**Given instruction**
How many lines in the rows below contain the string "cobblestone"? Reply with the number only.

**Exercise material**
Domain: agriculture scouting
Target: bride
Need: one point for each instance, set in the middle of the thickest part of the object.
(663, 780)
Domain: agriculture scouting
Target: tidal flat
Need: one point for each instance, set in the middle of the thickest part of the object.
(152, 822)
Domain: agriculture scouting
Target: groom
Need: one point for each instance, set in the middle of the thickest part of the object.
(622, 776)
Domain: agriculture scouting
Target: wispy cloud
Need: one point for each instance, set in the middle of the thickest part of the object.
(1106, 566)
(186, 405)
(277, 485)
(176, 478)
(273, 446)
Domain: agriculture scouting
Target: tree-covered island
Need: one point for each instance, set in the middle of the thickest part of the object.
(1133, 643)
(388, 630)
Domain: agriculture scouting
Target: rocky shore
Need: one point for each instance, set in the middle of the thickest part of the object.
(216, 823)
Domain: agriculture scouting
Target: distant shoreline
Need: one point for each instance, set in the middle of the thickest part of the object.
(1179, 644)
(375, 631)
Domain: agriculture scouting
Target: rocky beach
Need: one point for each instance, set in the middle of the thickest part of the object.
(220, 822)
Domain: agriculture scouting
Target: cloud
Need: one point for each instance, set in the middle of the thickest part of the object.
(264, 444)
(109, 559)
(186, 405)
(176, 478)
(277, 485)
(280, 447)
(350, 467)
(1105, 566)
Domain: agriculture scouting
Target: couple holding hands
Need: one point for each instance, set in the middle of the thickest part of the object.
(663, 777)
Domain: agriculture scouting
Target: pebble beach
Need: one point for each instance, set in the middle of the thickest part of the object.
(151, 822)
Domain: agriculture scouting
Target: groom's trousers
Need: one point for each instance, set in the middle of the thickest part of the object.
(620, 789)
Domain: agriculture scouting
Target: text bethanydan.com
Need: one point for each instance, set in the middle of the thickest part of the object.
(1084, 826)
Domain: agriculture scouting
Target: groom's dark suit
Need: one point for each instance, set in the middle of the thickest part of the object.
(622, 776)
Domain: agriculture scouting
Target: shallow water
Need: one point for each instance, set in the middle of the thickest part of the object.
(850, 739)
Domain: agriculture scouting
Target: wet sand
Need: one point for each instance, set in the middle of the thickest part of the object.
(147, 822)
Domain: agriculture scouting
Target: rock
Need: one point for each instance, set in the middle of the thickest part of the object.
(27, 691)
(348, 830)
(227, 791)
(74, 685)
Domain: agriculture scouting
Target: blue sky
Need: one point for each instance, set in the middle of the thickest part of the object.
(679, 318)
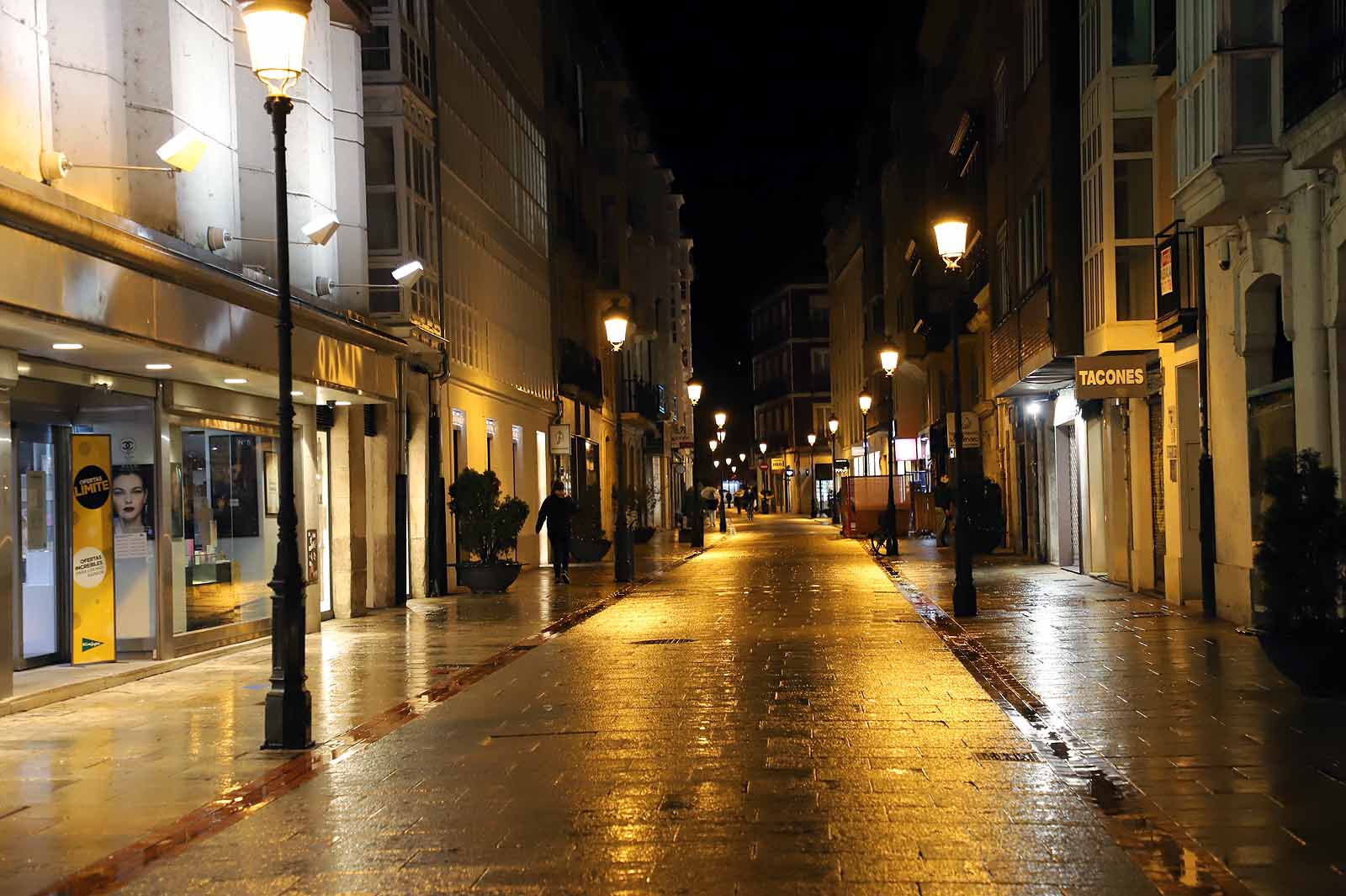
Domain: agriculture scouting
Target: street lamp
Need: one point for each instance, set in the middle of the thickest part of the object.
(951, 235)
(693, 395)
(623, 561)
(888, 358)
(813, 485)
(866, 402)
(276, 31)
(834, 424)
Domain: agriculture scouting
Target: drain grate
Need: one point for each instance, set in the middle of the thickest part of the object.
(1007, 758)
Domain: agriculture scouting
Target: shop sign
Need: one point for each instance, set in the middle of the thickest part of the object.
(94, 630)
(971, 429)
(559, 439)
(1110, 377)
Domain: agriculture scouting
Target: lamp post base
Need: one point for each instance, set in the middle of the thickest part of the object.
(964, 599)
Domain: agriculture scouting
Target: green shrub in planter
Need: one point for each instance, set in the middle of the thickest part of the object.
(1302, 557)
(488, 525)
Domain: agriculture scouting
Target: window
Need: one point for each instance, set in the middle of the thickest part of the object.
(1002, 114)
(1002, 294)
(1033, 238)
(1134, 194)
(1090, 38)
(1131, 29)
(1252, 101)
(374, 50)
(1135, 283)
(1034, 38)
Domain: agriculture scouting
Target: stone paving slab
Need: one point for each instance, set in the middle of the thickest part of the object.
(84, 778)
(1188, 708)
(767, 718)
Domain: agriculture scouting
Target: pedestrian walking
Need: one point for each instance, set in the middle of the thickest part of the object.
(556, 513)
(946, 502)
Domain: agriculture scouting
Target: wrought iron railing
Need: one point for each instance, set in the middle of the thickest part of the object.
(1316, 56)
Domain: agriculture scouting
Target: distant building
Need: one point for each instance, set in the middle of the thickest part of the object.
(792, 397)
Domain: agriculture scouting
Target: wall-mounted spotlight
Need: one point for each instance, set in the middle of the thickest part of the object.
(405, 276)
(182, 152)
(316, 231)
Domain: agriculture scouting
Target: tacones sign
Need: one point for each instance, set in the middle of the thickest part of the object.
(1110, 377)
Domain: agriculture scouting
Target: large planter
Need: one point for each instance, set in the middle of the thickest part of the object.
(589, 550)
(493, 579)
(1317, 665)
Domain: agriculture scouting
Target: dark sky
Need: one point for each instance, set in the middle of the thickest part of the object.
(754, 107)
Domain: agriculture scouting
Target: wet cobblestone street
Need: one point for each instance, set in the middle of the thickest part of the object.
(771, 718)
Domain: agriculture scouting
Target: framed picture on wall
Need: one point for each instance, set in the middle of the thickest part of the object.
(271, 482)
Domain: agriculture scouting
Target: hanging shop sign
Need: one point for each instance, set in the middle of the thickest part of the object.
(971, 429)
(94, 624)
(559, 439)
(1110, 377)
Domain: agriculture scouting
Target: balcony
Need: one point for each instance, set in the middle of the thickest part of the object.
(1314, 109)
(580, 373)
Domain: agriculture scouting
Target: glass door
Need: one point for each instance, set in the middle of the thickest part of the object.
(42, 628)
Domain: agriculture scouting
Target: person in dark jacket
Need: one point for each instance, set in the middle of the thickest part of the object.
(555, 514)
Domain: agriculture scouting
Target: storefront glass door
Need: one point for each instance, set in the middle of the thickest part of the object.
(40, 623)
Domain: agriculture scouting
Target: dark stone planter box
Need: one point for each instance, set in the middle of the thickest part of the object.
(589, 550)
(1317, 665)
(488, 581)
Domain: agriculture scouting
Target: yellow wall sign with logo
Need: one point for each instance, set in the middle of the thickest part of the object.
(94, 626)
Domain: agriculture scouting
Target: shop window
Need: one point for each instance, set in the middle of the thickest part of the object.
(224, 517)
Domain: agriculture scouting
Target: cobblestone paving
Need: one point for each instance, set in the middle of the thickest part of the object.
(87, 777)
(771, 718)
(1189, 709)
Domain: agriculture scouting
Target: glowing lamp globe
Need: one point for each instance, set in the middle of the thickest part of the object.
(276, 31)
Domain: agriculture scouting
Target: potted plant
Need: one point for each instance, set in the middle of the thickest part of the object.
(1302, 570)
(488, 529)
(587, 541)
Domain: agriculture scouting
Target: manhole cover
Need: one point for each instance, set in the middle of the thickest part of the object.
(1009, 758)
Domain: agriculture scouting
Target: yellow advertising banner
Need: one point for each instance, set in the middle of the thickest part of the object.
(94, 626)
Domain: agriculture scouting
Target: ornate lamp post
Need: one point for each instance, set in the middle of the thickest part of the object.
(623, 560)
(951, 235)
(834, 424)
(888, 358)
(866, 402)
(693, 395)
(276, 31)
(813, 485)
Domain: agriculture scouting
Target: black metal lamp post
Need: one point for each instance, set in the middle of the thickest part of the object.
(813, 486)
(834, 424)
(952, 238)
(888, 358)
(276, 31)
(866, 402)
(623, 563)
(693, 395)
(720, 419)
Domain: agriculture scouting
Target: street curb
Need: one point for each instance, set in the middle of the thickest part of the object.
(1154, 841)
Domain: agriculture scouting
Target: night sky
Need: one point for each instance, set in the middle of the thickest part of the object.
(755, 108)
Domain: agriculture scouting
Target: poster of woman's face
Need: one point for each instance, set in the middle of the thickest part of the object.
(131, 493)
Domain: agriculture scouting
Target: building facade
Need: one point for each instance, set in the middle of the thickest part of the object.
(792, 397)
(138, 343)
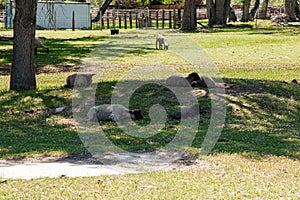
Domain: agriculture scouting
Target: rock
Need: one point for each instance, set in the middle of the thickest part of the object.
(177, 81)
(79, 80)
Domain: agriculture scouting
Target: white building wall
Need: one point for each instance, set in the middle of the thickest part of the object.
(45, 15)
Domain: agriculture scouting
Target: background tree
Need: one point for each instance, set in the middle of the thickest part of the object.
(253, 10)
(189, 16)
(217, 12)
(264, 9)
(102, 10)
(246, 8)
(292, 10)
(23, 69)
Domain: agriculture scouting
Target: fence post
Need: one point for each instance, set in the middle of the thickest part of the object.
(107, 20)
(156, 19)
(54, 22)
(130, 19)
(120, 21)
(150, 19)
(73, 21)
(136, 20)
(163, 19)
(125, 21)
(170, 19)
(101, 21)
(113, 18)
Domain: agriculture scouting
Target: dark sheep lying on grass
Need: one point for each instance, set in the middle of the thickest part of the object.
(39, 44)
(184, 113)
(112, 112)
(200, 81)
(82, 80)
(192, 79)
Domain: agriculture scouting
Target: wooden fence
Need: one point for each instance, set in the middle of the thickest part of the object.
(128, 19)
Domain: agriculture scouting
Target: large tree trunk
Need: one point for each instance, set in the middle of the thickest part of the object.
(217, 12)
(253, 10)
(189, 16)
(291, 9)
(246, 8)
(264, 9)
(23, 70)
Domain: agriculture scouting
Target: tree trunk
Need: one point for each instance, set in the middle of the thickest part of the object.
(23, 70)
(189, 16)
(253, 10)
(217, 12)
(246, 8)
(291, 10)
(264, 9)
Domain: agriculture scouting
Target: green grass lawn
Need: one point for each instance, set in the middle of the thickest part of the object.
(258, 160)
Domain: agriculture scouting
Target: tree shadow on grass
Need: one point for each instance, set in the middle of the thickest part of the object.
(66, 54)
(262, 119)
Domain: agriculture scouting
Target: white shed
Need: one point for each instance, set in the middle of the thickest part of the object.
(60, 13)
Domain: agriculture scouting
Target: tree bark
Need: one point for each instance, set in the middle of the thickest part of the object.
(246, 8)
(189, 16)
(23, 69)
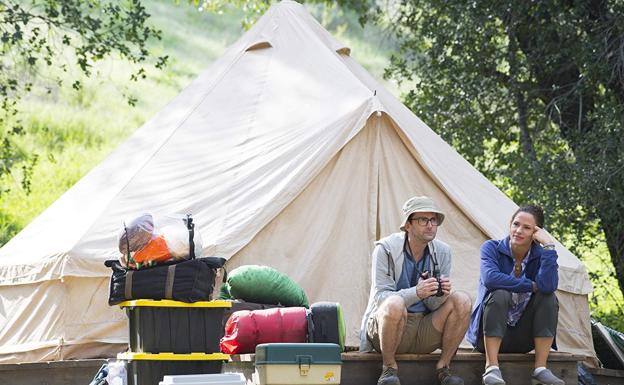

**Task result**
2